## Objetivo de la tarea
Indica si cada una de las siguientes afirmaciones concuerda con el texto sobre Carlos Kleiber, respondiendo sí o no y citando literalmente las palabras del texto que lo deciden: (a) Carlos Kleiber nació en Viena en 1930; (b) Kleiber se fue a Suiza para estudiar química; (c) el padre de Kleiber apoyó que su hijo hiciera carrera en la música.

## Fragmento para leer
Kleiber o el rey que no quiso reinar

03/27/2023

Carlos Kleiber tuvo algo de malditismo deliberado, de mesías ermitaño, de leyenda que pasa de puntillas porque, si no, no pasaría. Quizá fue la forja de aquella personalidad tan rabiosamente única lo que le granjeó el título - según los entendidos - del mejor director de orquesta de todos los tiempos. Sin embargo, en los envites característicos de profesiones tan carismáticas como ésta, Kleiber repudió toda etiqueta. No ya sólo por su profundo y genuino talento para dirigir orquestas, sino por su condición de irreprochable artista.

Carlos - Karl, originariamente en alemán - nace en 1930 en Berlín. Es hijo nada más y nada menos que de Erich Kleiber, uno de los más reputados directores de orquesta del panorama de la época. Debido a las constantes confrontaciones de su padre con el régimen nazi en cuanto a la censura para estrenar determinadas obras, la familia Kleiber se exilia a Buenos Aires, donde Carlos adopta ya su nombre castellanizado. Comienza a dar sus primeros pasos por los entornos musicales de la capital argentina, donde su padre se convierte en toda una eminencia. Este se niega en rotundo a una potencial carrera musical de su hijo - "¡Con un Kleiber basta!" -, aduciendo a la intensidad inhumana que naturalmente comportaba dicho oficio. Kleiber se marcha a Suiza para estudiar química, quizá para contentar en cierta medida a su padre, pero con el designio de seguir los pasos de su verdadera vocación. Sin embargo, la profunda huella que dejó su padre sobre él permanecerá indeleble durante toda su vida. Kleiber circunscribirá la totalidad de su repertorio - tan inmaculado como exiguo - a obras con las que su padre hubiera cobrado una excelencia sobresaliente, actitud que exacerbó más si cabe sus ansias de pulcritud en cada compás de cada partitura que pasaba por sus manos. Pese a que siempre afirmó que nunca llegaría al nivel de Erich Kleiber, lo cierto es que fue su radical exclusividad en la selección de sus representaciones lo que lo llevó a producir las mejores versiones que se recuerdan de todas ellas.

## Datos proporcionados
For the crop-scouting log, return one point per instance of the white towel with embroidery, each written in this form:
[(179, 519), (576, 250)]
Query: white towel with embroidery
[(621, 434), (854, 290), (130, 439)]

## Respuesta
(a) No: "nace en 1930 en Berlín".
(b) Sí: "Kleiber se marcha a Suiza para estudiar química".
(c) No: "Este se niega en rotundo a una potencial carrera musical de su hijo".